### Requirement
Locate every line in the listing below that contains the word “curly”, and copy each of those lines in full.

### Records
-- Begin --

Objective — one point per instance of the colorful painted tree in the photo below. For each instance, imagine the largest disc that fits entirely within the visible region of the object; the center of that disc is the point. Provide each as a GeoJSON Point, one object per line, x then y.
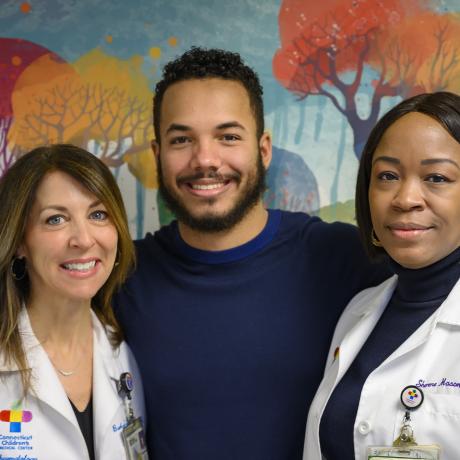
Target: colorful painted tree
{"type": "Point", "coordinates": [99, 100]}
{"type": "Point", "coordinates": [16, 55]}
{"type": "Point", "coordinates": [329, 47]}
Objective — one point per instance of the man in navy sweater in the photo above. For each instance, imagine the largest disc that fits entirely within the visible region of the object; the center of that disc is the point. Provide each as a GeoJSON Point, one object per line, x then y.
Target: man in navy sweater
{"type": "Point", "coordinates": [232, 307]}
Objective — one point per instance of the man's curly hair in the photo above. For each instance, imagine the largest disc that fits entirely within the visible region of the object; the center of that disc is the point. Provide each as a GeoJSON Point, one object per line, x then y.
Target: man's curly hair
{"type": "Point", "coordinates": [201, 63]}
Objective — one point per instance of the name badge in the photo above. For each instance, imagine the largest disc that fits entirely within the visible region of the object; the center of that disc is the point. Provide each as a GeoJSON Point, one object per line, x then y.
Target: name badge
{"type": "Point", "coordinates": [134, 441]}
{"type": "Point", "coordinates": [404, 446]}
{"type": "Point", "coordinates": [133, 433]}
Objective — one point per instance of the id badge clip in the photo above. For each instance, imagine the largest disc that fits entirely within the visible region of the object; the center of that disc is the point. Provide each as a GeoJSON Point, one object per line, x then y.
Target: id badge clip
{"type": "Point", "coordinates": [133, 433]}
{"type": "Point", "coordinates": [404, 446]}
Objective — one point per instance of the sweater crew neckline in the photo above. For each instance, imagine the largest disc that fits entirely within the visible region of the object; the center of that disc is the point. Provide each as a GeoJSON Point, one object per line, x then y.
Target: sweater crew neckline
{"type": "Point", "coordinates": [232, 254]}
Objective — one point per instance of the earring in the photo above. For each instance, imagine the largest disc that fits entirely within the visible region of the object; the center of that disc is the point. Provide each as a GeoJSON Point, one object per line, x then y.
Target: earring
{"type": "Point", "coordinates": [117, 259]}
{"type": "Point", "coordinates": [18, 268]}
{"type": "Point", "coordinates": [374, 240]}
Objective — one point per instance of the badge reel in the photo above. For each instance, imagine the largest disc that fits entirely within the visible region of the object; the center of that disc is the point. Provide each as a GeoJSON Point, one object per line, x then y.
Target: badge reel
{"type": "Point", "coordinates": [404, 446]}
{"type": "Point", "coordinates": [133, 433]}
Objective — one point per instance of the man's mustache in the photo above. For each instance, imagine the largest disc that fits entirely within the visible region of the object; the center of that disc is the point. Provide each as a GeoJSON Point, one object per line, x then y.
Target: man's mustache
{"type": "Point", "coordinates": [208, 175]}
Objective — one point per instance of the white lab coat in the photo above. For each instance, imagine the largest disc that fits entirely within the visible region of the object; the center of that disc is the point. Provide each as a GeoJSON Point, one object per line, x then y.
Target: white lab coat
{"type": "Point", "coordinates": [53, 432]}
{"type": "Point", "coordinates": [429, 358]}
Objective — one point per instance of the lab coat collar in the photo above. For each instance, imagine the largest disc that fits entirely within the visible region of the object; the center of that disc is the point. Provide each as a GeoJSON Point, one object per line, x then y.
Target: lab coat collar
{"type": "Point", "coordinates": [106, 373]}
{"type": "Point", "coordinates": [365, 311]}
{"type": "Point", "coordinates": [45, 382]}
{"type": "Point", "coordinates": [449, 311]}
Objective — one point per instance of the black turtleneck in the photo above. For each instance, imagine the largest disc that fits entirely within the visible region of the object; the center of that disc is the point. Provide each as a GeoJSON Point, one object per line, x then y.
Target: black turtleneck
{"type": "Point", "coordinates": [417, 295]}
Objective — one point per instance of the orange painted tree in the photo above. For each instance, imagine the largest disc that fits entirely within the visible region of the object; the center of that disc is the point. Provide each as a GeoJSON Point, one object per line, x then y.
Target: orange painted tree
{"type": "Point", "coordinates": [99, 100]}
{"type": "Point", "coordinates": [329, 48]}
{"type": "Point", "coordinates": [16, 55]}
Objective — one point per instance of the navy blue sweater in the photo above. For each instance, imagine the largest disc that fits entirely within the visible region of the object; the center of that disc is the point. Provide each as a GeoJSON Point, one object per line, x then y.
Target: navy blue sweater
{"type": "Point", "coordinates": [231, 345]}
{"type": "Point", "coordinates": [417, 295]}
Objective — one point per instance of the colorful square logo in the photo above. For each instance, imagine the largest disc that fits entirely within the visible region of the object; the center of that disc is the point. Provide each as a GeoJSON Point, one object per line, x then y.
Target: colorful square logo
{"type": "Point", "coordinates": [15, 418]}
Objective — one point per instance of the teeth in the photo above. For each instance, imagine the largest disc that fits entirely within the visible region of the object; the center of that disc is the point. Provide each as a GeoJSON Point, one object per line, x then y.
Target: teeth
{"type": "Point", "coordinates": [81, 267]}
{"type": "Point", "coordinates": [207, 187]}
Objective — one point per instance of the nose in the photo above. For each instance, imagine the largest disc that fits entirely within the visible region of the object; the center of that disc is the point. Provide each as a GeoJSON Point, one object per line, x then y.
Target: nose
{"type": "Point", "coordinates": [81, 235]}
{"type": "Point", "coordinates": [409, 196]}
{"type": "Point", "coordinates": [206, 155]}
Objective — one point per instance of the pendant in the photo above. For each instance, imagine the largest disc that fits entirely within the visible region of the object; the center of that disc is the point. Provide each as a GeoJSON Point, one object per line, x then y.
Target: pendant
{"type": "Point", "coordinates": [65, 373]}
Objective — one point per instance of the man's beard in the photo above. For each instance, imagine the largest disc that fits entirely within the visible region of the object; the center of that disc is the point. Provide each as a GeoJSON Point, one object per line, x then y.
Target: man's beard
{"type": "Point", "coordinates": [212, 222]}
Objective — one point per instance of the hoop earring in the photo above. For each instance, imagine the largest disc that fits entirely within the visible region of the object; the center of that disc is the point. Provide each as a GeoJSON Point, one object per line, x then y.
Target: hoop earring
{"type": "Point", "coordinates": [18, 268]}
{"type": "Point", "coordinates": [374, 240]}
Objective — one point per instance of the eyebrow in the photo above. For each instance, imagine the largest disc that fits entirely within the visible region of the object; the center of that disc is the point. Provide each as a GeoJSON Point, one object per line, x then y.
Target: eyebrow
{"type": "Point", "coordinates": [439, 160]}
{"type": "Point", "coordinates": [428, 161]}
{"type": "Point", "coordinates": [177, 127]}
{"type": "Point", "coordinates": [386, 159]}
{"type": "Point", "coordinates": [231, 124]}
{"type": "Point", "coordinates": [57, 207]}
{"type": "Point", "coordinates": [222, 126]}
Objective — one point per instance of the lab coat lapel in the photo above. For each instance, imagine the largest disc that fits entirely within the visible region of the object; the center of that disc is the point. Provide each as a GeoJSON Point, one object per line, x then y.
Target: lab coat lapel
{"type": "Point", "coordinates": [106, 401]}
{"type": "Point", "coordinates": [363, 319]}
{"type": "Point", "coordinates": [45, 382]}
{"type": "Point", "coordinates": [447, 313]}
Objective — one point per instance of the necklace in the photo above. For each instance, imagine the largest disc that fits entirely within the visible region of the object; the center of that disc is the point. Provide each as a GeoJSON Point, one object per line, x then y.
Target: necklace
{"type": "Point", "coordinates": [64, 373]}
{"type": "Point", "coordinates": [70, 372]}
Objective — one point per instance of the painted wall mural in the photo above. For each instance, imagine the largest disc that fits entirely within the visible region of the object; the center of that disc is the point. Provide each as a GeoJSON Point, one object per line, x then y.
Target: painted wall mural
{"type": "Point", "coordinates": [83, 72]}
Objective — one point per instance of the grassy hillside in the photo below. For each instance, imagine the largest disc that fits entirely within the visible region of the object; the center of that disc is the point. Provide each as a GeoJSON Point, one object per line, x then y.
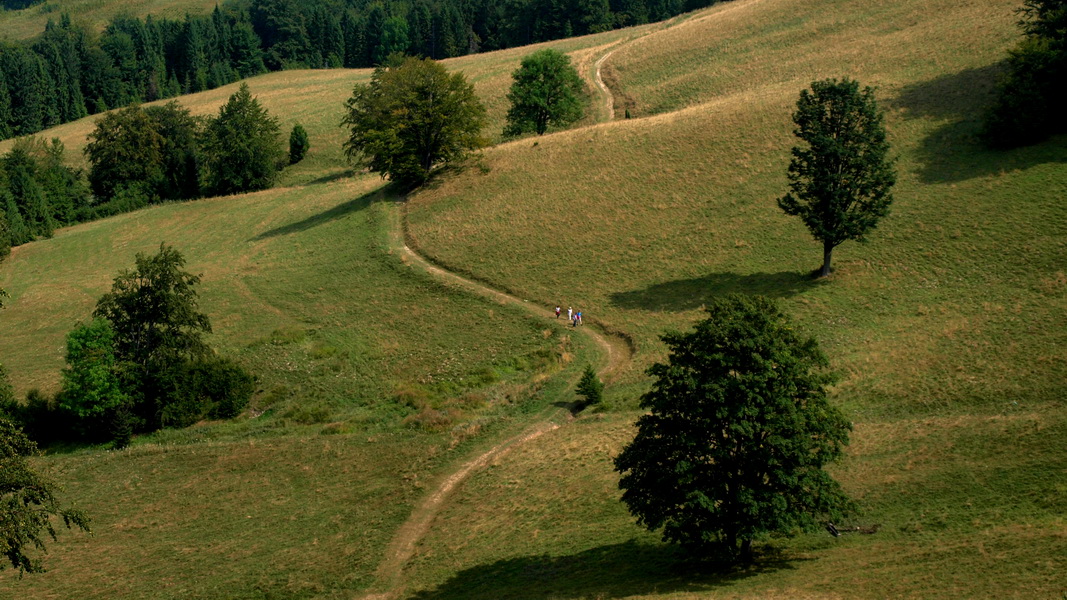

-- End --

### Solution below
Objective — one point per instance of the man's curly hair in the photo above. For each instance, imagine the largest disc that fits entirely within the visible region of the object; the center of that disc is the point. Provide each as a GeoJSON Point, one object per line, x then y.
Target: man's curly hair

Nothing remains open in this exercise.